• REQUIRED TASK 1
In the records, convert the stretch from the line containing "reflection of dock?" through the line containing "x=210 y=170" into a JSON list of strings, one string per line, with blank lines omitted.

• EXCERPTED TEXT
[Start]
# End-to-End Learning | Practical Session Part I | Data Collection

In [None]:
import numpy as np
import pandas as pd
import gym.wrappers

from datetime import datetime
import matplotlib.pyplot as plt
from interfaces.expert import Policy
from utils import make_Dirs
import random

ratio = [16, 10]
plt.rcParams["figure.figsize"] = ratio
plt.rcParams.update({"font.size": 22})

### Hyperparameter
The hyperparamter N_TIME is for setting the number of sampled state-action pairs for the data set D

In [None]:
N_TIME = 1000

### Directories
In the folder expert our sampled trajectories will be stored. The trajectory folder contains all created trajectories, which are saved as .gz archive files. In the reward folder the reward of the respective run can be tracked.

In [None]:
# make save directories
SAVE_DIR = "./expert/"
make_Dirs(SAVE_DIR)
make_Dirs(SAVE_DIR + "trajectory/")
make_Dirs(SAVE_DIR + "reward/")

## Car Racing Environment
![CarRacing](resources/Open_ai_gym.png)

State consists of 96x96x3 pixels. Reward is -0.1 every frame and +1000/N for every track tile visited, where N is the total number of tiles in track.
Some indicators are shown at the bottom of the window and the state RGB buffer. From left to right: true speed, four ABS sensors, steering wheel position, and gyroscope.
Action space is three-dimensional: steer, gas and brake

In [None]:
# prepare environment and agent (expert)
env = gym.make("CarRacing-v0")
env = gym.wrappers.Monitor(
    env, SAVE_DIR + "video/", force=True, video_callable=lambda episode_id: True
)

## Expert Interface
We can use the 'left' and 'right' key on the keyboard for steering the vehicle. With 'A' we can accelerate and with 'S' we brake.
With the following command we import our expert keyboard interface.

In [None]:
policy = Policy("CarRacing-v0")

If there exists already some data in the expert folder, the summary csv file is loaded and the sampled trajectories will be appended.

In [None]:
try:
    summary = pd.read_csv(SAVE_DIR + "summary.csv").values.tolist()
except:
    summary = []

The following main loop is for sampling the trajectories. In the beginning we wait 1 second as there are some frames invalid due to zooming.
After that we are ready to start driving!

In [None]:
trajectory = []
result = []
observation = env.reset()
action = policy.reset()

while env.t <= 1.0:
    env.render()
    observation, reward, done, info = env.step(action)
print("Ready to start!")


# main loop to update trajectory
for t_ in range(1, N_TIME + 1):
    env.render()
    action = policy(observation)
    if "Tensor" in str(type(action)):
        action = action.cpu().data.numpy().flatten()

    trajectory.append(
        (
            np.asarray(observation, dtype=np.float32),
            np.asarray(action, dtype=np.float32),
        )
    )
    observation, reward, done, info = env.step(action)
    result.append(reward)
[End]
• REQUIRED TASK 2
Copy the stretch of the data collection notebook from "## Car Racing" through "tiles in track." word for word.

Source data
[Start]
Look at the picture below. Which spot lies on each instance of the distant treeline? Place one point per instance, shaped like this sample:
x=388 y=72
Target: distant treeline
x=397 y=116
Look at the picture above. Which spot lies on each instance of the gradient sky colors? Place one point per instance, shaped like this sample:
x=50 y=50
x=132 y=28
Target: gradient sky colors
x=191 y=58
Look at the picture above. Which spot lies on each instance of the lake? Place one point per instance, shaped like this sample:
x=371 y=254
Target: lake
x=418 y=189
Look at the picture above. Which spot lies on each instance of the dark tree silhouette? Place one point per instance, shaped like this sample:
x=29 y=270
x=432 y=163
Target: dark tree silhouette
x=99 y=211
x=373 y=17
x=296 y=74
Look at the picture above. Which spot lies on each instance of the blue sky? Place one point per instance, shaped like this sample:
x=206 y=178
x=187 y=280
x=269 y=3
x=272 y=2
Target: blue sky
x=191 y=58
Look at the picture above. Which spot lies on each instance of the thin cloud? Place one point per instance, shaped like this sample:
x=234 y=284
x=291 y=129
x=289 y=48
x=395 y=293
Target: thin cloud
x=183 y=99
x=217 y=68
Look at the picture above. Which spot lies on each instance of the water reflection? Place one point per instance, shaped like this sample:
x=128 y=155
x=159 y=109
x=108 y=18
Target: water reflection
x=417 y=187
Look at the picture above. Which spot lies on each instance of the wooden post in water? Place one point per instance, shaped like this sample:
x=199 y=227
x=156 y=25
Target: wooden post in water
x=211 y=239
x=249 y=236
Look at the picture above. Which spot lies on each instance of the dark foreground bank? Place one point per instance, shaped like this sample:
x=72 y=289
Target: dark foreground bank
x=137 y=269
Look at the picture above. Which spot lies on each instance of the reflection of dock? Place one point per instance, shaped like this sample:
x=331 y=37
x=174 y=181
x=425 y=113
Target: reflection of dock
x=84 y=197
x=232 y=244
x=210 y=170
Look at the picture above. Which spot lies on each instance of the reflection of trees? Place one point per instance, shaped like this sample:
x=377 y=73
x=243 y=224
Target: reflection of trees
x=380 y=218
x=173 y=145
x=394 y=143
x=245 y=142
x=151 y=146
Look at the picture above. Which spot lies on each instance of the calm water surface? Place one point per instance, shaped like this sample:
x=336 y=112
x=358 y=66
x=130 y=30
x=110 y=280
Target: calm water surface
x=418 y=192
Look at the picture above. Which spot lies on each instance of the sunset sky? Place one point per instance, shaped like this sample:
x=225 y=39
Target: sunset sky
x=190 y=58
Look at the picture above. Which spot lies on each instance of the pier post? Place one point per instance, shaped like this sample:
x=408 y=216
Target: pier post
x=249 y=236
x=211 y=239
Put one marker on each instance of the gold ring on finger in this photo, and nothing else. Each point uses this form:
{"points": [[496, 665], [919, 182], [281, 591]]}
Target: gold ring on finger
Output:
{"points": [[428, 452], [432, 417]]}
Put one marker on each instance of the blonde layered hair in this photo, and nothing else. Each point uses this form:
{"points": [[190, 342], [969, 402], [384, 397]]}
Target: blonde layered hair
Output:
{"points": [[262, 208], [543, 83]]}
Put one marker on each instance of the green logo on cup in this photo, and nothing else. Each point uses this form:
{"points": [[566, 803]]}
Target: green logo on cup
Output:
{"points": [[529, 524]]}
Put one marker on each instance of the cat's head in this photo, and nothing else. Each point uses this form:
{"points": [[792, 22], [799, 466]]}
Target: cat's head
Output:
[End]
• FULL ANSWER 1
[
  "Look at the picture above. Which spot lies on each instance of the reflection of dock? Place one point per instance, shaped like this sample:",
  "x=331 y=37",
  "x=174 y=181",
  "x=425 y=113",
  "Target: reflection of dock",
  "x=84 y=197",
  "x=232 y=244",
  "x=210 y=170"
]

• FULL ANSWER 2
## Car Racing Environment
![CarRacing](resources/Open_ai_gym.png)

State consists of 96x96x3 pixels. Reward is -0.1 every frame and +1000/N for every track tile visited, where N is the total number of tiles in track.